Written problem: Pull out every one of the lines below and copy them word for word, keeping each character and its order unchanged.

:::

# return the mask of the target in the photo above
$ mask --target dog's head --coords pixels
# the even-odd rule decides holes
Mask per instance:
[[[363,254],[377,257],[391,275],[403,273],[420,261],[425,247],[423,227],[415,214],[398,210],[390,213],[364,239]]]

:::

Finished answer:
# return the mask of the target in the photo above
$ mask --target dog's head --coords pixels
# the even-odd rule decides holes
Mask per instance:
[[[363,254],[377,257],[391,275],[403,273],[420,261],[425,247],[423,227],[415,214],[398,210],[390,213],[364,239]]]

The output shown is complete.